═══ SOURCE DOCUMENT
A Review of Named Entity Recognition (NER) Using Automatic Summarization of Resumes

Mohan Gupta
Towards Data Science
11 min readJul 9, 2018

--

Understand what NER is and how it is used in the industry, various libraries for NER, code walk through of using NER for resume summarization.

This blog speaks about a field in Natural language Processing (NLP) and Information Retrieval (IR) called Named Entity Recognition and how we can apply it for automatically generating summaries of resumes by extracting only chief entities like name, education background, skills, etc.

What is Named Entity Recognition?

Named-entity recognition (NER) (also known as entity identification, entity chunking and entity extraction) is a sub-task of information extraction that seeks to locate and classify named entities in text into pre-defined categories such as the names of persons, organizations, locations, expressions of times, quantities, monetary values, percentages, etc.

NER systems have been created that use linguistic grammar-based techniques as well as statistical models such as machine learning. Hand-crafted grammar-based systems typically obtain better precision, but at the cost of lower recall and months of work by experienced computational linguists . Statistical NER systems typically require a large amount of manually annotated training data. Semi-supervised approaches have been suggested to avoid part of the annotation effort.

State-of-the-Art NER Models

spaCy NER Model :

Being a free and an open-source library, spaCy has made advanced Natural Language Processing (NLP) much simpler in Python.

spaCy provides an exceptionally efficient statistical system for named entity recognition in python, which can assign labels to groups of tokens which are contiguous. It provides a default model which can recognize a wide range of named or numerical entities, which include company-name, location, organization, product-name, etc to name a few. Apart from these default entities, spaCy enables the addition of arbitrary classes to the entity-recognition model, by training the model to update it with newer trained examples.
══════
═══ EXCERPTED RECORDS
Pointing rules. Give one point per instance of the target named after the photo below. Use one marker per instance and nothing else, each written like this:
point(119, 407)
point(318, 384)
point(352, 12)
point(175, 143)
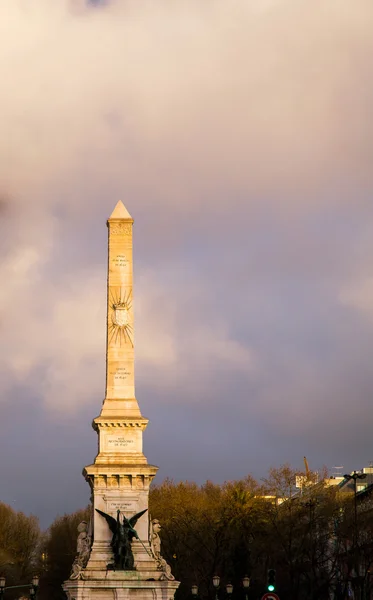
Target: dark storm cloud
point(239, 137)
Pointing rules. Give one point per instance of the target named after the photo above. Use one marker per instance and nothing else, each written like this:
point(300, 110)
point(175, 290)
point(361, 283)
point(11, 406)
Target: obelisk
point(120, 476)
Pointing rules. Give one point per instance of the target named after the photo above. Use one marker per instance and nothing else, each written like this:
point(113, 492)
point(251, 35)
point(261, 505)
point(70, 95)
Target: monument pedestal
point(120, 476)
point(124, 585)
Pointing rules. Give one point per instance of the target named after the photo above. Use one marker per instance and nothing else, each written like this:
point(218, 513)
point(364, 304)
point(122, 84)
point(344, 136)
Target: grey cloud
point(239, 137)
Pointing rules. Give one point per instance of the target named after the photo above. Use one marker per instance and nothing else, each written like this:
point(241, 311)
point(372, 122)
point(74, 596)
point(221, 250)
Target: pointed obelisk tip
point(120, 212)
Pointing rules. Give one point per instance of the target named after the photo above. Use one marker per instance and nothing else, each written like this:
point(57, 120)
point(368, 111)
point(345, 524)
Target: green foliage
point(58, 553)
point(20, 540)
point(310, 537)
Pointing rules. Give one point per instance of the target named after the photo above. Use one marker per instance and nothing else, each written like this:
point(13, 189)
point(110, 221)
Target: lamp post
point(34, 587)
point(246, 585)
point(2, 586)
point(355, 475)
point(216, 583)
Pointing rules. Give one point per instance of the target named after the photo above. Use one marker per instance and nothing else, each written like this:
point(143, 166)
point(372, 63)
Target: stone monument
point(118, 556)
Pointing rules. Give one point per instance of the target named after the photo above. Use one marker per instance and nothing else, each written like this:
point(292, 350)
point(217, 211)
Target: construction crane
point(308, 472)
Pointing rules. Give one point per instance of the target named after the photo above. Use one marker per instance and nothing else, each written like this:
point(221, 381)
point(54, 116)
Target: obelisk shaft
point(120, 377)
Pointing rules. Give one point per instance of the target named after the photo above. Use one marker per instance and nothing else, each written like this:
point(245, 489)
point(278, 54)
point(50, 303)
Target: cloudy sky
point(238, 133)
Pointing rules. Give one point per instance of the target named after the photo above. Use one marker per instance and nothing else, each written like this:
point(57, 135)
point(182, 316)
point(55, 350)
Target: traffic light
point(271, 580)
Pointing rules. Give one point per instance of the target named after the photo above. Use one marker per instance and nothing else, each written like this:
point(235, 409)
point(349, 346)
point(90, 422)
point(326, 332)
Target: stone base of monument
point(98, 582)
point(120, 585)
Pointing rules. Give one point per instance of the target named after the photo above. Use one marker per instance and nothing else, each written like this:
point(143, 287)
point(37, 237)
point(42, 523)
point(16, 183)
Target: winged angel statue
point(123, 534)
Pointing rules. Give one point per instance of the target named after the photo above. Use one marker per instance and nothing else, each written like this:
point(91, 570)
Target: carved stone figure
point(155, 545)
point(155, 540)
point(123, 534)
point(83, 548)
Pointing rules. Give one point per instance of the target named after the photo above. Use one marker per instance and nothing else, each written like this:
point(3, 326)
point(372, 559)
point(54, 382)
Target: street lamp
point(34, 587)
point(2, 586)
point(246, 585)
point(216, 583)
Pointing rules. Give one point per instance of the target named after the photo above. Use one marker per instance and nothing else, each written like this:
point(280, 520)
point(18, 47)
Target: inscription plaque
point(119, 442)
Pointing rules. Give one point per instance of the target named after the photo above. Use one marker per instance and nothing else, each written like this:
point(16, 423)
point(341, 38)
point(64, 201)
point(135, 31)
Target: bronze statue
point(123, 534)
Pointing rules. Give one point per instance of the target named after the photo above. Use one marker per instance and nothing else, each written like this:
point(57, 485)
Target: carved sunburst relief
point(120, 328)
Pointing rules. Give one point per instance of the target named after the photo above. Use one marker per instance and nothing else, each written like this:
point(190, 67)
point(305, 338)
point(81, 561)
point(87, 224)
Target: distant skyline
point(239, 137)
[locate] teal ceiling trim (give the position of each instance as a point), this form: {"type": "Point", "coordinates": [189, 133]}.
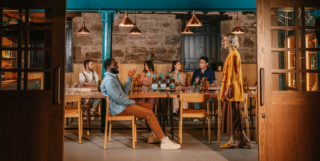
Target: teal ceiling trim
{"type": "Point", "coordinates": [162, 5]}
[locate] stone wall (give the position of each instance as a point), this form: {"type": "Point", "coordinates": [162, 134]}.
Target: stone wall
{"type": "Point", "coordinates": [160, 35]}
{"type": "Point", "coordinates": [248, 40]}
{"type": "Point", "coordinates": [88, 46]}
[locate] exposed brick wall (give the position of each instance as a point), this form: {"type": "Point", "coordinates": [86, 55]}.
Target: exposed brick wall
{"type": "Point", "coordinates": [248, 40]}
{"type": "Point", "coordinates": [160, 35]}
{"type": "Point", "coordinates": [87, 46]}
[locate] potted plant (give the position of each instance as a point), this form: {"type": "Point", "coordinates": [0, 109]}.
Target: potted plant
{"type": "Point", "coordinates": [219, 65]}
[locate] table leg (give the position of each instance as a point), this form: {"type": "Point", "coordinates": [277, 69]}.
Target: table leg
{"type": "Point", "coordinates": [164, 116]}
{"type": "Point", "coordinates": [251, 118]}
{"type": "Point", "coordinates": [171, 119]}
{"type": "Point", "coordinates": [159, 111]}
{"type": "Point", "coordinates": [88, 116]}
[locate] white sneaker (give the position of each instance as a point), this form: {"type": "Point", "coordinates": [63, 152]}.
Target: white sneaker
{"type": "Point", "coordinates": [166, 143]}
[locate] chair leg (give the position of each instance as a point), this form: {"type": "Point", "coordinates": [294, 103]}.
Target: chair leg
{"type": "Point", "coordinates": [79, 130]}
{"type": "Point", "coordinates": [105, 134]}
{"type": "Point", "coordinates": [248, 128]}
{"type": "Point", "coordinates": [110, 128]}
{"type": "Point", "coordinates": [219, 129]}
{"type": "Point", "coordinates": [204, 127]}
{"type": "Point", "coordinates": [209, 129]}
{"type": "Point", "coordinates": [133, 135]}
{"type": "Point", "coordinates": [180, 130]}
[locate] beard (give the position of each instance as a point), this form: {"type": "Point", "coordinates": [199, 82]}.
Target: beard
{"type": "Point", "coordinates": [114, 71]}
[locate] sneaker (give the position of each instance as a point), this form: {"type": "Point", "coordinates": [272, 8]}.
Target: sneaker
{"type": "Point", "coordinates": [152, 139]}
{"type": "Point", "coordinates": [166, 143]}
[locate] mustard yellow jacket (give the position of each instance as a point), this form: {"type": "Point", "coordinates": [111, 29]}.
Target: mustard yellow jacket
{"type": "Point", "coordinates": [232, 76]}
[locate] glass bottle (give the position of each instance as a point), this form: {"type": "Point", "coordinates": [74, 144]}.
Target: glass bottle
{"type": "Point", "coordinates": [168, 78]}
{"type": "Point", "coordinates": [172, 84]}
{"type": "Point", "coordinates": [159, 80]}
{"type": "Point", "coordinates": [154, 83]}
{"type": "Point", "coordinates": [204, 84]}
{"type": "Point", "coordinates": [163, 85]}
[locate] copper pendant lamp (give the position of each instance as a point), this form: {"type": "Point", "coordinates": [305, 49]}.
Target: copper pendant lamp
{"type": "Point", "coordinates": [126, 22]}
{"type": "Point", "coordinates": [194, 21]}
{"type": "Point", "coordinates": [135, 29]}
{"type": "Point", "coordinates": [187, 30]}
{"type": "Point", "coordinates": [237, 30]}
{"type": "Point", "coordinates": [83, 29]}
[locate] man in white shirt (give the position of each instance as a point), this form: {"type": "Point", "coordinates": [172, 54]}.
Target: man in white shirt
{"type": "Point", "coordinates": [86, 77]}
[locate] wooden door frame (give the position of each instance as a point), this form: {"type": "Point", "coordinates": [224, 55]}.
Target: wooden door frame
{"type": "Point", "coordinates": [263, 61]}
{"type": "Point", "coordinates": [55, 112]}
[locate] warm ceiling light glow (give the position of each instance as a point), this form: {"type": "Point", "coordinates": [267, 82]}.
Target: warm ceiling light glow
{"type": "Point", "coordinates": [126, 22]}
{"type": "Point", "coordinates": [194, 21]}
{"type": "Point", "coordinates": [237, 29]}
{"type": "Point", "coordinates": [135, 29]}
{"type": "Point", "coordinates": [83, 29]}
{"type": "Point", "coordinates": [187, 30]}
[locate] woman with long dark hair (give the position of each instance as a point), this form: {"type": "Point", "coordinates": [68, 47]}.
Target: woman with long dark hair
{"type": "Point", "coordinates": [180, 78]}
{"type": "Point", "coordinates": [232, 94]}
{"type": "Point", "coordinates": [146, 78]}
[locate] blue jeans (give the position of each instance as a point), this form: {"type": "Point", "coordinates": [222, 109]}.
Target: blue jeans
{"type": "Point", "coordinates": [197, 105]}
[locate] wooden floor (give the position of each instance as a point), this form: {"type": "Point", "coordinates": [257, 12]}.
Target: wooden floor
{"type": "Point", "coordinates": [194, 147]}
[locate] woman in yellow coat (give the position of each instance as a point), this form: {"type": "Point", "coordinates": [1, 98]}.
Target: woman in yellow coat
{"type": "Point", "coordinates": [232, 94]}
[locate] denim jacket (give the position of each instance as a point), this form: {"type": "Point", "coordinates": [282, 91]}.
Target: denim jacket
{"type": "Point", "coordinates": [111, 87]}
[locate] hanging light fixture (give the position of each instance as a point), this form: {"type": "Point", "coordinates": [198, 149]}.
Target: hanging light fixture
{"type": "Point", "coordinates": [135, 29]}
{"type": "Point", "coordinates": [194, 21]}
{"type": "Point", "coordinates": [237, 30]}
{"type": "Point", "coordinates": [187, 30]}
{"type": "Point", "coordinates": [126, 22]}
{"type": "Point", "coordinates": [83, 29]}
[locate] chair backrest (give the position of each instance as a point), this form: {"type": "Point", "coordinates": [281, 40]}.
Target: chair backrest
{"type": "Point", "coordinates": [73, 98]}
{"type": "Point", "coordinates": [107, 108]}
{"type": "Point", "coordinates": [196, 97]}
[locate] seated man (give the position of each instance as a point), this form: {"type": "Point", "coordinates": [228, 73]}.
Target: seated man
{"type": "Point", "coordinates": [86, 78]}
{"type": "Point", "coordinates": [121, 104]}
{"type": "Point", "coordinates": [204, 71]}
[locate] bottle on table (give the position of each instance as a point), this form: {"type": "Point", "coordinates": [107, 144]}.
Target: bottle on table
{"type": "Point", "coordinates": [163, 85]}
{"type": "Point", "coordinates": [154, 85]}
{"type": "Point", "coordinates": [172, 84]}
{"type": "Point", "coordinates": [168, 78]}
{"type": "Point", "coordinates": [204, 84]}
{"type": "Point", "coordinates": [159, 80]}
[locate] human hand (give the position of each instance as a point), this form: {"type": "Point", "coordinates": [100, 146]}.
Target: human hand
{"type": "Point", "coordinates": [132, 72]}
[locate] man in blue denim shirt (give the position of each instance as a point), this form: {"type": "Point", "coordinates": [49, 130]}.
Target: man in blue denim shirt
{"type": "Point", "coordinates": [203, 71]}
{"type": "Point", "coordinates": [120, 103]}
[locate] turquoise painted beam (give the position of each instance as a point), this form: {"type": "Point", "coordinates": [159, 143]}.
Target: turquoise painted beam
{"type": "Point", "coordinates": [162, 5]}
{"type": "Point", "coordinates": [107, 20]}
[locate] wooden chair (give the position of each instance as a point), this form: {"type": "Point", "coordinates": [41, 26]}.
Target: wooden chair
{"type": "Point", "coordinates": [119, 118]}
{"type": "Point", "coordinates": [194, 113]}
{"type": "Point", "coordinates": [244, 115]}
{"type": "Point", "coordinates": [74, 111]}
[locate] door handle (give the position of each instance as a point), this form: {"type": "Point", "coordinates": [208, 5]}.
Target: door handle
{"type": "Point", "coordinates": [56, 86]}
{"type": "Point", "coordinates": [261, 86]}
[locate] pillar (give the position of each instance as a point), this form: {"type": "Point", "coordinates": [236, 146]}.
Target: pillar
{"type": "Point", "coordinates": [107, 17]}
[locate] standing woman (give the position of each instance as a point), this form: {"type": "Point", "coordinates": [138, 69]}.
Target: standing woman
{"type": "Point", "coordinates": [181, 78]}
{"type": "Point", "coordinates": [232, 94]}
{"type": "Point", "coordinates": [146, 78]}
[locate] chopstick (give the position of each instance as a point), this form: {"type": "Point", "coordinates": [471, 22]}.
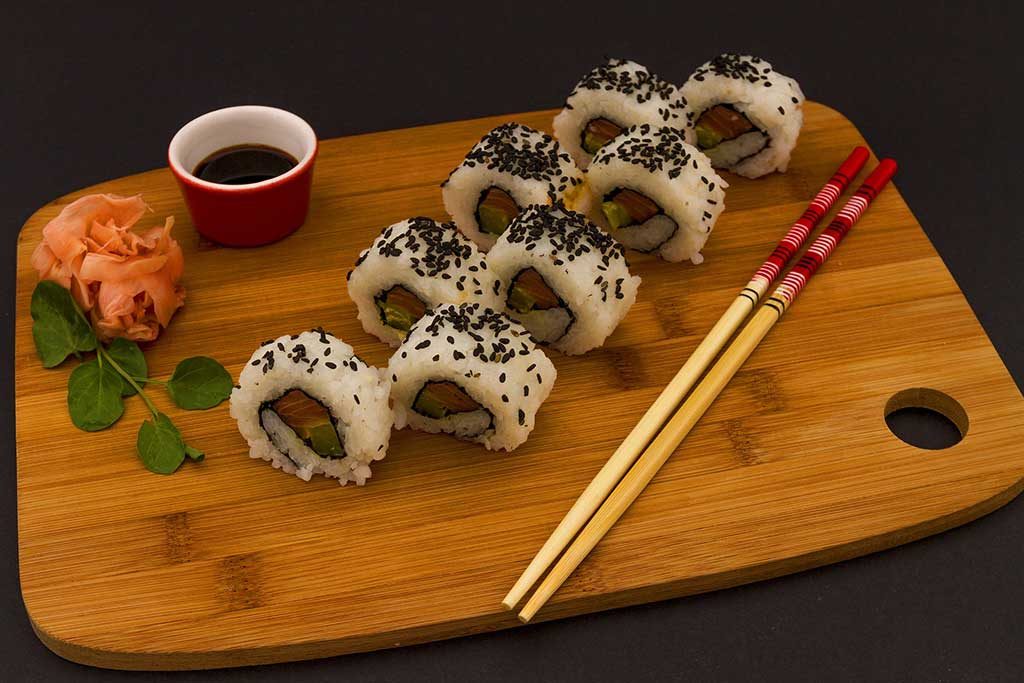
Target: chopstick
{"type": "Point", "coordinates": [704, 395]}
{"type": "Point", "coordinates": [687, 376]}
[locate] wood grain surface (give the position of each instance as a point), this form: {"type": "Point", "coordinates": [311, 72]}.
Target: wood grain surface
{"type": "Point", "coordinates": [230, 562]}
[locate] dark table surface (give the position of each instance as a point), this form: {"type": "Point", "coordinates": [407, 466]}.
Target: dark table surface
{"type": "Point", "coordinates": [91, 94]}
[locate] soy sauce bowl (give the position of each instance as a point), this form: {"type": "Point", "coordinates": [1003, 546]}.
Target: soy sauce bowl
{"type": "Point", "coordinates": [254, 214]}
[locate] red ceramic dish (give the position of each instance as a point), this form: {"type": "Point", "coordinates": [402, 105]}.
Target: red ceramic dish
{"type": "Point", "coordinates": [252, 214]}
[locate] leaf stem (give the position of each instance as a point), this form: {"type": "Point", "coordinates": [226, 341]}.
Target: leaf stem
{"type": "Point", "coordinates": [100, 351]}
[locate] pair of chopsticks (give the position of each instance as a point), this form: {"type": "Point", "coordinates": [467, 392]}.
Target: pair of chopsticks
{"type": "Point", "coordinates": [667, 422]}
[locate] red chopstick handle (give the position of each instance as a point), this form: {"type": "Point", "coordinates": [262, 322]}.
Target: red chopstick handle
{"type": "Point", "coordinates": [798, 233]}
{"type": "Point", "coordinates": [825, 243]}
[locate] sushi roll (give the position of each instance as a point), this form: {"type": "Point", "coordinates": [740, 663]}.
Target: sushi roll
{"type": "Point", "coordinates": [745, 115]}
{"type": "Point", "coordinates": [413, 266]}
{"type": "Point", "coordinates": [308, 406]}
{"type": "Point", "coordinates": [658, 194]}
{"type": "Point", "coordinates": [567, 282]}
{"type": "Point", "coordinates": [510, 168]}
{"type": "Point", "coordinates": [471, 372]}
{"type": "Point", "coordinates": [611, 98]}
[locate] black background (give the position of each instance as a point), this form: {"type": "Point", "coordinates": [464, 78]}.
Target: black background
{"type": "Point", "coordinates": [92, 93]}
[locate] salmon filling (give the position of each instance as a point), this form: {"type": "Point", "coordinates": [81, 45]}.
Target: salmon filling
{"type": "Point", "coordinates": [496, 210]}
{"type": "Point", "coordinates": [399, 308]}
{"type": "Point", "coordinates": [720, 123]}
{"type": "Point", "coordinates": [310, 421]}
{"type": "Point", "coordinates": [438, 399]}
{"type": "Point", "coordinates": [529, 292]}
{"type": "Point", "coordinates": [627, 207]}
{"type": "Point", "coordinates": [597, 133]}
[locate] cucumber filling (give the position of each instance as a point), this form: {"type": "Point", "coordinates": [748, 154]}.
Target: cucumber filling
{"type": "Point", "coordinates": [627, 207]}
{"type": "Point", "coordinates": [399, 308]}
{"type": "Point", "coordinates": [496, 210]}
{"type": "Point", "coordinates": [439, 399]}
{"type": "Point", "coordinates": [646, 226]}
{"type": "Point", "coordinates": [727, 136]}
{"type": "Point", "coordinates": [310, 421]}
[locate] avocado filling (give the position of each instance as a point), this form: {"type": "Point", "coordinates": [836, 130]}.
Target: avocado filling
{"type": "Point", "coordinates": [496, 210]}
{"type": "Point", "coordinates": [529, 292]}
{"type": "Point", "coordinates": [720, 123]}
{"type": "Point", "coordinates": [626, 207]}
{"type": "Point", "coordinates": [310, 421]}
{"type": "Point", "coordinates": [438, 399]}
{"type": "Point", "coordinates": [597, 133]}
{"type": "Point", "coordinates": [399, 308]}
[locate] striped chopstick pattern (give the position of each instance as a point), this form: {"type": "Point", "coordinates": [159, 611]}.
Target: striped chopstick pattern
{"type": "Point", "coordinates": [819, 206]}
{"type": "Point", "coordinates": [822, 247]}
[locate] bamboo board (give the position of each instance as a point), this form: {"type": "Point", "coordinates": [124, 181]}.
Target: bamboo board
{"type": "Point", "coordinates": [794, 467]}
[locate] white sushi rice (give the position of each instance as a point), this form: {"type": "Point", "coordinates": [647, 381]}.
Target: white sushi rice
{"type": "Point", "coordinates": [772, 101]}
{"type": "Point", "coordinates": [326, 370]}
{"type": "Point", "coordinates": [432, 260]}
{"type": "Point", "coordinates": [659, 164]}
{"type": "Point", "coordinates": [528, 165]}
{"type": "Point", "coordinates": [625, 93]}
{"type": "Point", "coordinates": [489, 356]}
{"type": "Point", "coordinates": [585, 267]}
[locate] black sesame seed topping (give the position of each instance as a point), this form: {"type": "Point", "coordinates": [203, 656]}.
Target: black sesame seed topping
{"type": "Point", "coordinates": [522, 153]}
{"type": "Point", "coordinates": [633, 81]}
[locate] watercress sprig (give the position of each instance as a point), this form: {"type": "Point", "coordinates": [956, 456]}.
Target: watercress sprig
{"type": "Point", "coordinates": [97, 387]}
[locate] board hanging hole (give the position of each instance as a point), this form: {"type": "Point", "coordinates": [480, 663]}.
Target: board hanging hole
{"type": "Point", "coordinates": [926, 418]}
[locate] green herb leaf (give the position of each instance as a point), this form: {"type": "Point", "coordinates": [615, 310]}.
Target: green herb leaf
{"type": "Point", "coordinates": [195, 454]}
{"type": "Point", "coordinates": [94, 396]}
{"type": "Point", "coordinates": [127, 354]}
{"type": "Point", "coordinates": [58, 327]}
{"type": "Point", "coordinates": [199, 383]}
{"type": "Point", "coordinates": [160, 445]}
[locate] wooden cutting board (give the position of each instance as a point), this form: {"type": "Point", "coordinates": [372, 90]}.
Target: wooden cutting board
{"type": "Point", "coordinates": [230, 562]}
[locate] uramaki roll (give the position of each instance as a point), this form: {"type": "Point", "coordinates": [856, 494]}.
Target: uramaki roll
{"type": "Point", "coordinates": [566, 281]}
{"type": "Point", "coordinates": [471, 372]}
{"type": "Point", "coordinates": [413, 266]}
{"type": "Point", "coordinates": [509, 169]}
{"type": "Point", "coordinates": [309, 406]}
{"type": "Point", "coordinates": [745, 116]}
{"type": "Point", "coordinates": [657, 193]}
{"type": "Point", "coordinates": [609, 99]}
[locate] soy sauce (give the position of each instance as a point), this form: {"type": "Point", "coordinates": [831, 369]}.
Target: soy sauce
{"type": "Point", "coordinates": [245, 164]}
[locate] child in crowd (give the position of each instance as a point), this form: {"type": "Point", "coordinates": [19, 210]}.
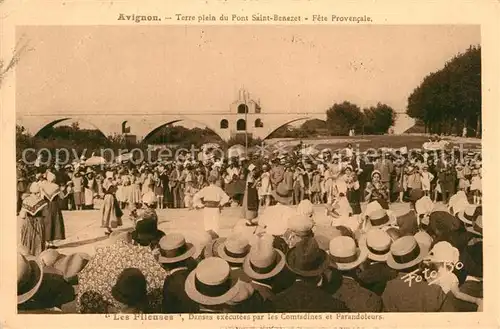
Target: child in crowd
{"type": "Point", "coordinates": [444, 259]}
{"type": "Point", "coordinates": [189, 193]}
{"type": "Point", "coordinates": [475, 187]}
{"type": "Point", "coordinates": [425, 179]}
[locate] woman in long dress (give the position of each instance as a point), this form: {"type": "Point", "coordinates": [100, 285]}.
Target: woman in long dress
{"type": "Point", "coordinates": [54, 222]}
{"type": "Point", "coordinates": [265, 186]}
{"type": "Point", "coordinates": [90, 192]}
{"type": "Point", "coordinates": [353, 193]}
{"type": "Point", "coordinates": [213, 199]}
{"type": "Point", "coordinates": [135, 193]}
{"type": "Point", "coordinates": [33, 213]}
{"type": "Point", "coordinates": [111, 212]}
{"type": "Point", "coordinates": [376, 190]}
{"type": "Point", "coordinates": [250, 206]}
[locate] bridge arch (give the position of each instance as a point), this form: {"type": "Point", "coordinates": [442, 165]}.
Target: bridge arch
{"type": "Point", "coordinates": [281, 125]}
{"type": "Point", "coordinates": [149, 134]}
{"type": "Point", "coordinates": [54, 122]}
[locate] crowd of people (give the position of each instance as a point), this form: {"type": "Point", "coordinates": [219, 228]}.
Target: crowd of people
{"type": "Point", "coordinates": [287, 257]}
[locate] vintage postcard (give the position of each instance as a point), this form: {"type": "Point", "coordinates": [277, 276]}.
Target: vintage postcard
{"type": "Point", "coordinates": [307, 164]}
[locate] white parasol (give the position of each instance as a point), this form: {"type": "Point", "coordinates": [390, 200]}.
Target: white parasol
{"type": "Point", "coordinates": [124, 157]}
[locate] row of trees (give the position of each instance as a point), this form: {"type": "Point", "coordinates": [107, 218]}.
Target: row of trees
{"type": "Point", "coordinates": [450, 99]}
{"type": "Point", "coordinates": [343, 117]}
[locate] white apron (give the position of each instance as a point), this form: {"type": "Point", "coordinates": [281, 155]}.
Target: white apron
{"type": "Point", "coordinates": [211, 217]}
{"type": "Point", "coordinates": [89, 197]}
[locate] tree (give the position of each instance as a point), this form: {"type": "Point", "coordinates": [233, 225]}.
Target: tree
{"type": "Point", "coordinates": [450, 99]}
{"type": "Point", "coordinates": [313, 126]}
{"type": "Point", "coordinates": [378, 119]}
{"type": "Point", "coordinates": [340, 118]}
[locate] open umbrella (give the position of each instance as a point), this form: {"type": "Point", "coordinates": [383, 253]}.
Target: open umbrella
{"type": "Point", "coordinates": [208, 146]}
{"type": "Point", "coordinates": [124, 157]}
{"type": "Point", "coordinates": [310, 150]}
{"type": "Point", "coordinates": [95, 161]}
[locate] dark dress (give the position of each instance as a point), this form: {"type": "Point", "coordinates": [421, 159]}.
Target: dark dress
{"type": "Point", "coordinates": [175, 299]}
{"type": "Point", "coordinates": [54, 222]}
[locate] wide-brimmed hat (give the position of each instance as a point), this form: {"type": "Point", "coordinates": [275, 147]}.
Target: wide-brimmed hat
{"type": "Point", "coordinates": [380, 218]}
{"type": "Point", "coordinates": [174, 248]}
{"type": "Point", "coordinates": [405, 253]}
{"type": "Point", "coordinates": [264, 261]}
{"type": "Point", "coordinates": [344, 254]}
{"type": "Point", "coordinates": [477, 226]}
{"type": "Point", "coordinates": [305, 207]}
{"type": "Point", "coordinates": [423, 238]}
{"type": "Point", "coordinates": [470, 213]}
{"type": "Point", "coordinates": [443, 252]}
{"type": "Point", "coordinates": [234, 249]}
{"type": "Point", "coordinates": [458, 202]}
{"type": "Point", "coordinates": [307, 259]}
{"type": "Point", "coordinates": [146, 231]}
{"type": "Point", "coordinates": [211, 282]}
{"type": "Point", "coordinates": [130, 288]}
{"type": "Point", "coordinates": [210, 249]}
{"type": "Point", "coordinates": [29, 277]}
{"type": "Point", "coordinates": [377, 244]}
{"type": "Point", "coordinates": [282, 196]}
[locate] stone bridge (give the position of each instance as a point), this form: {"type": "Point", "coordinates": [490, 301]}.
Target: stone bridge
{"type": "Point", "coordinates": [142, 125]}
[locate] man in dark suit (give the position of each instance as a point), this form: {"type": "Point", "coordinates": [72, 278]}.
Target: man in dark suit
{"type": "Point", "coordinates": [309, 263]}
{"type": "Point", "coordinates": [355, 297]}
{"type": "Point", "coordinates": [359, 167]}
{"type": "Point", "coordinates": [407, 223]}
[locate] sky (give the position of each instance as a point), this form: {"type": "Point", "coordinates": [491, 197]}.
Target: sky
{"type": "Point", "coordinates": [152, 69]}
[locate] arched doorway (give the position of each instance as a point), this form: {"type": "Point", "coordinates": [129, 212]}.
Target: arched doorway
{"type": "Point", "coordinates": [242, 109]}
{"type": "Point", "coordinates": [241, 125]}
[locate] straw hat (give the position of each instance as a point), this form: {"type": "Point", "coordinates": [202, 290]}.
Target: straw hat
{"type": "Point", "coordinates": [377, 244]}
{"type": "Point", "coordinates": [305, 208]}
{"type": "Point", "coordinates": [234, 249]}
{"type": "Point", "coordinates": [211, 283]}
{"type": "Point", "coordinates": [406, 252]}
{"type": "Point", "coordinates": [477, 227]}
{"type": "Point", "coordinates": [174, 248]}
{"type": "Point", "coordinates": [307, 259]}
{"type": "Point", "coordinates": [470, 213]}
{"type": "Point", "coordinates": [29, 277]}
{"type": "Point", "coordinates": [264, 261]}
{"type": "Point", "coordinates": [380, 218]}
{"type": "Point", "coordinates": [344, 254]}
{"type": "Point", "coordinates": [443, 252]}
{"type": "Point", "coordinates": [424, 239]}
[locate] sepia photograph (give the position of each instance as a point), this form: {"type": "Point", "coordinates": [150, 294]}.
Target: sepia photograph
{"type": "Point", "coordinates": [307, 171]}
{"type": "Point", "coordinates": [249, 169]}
══════
■ **WHAT IS ASKED**: List the other names the article on named entity recognition gives for that task.

■ **TASK RESPONSE**: Entity identification, entity chunking, and entity extraction.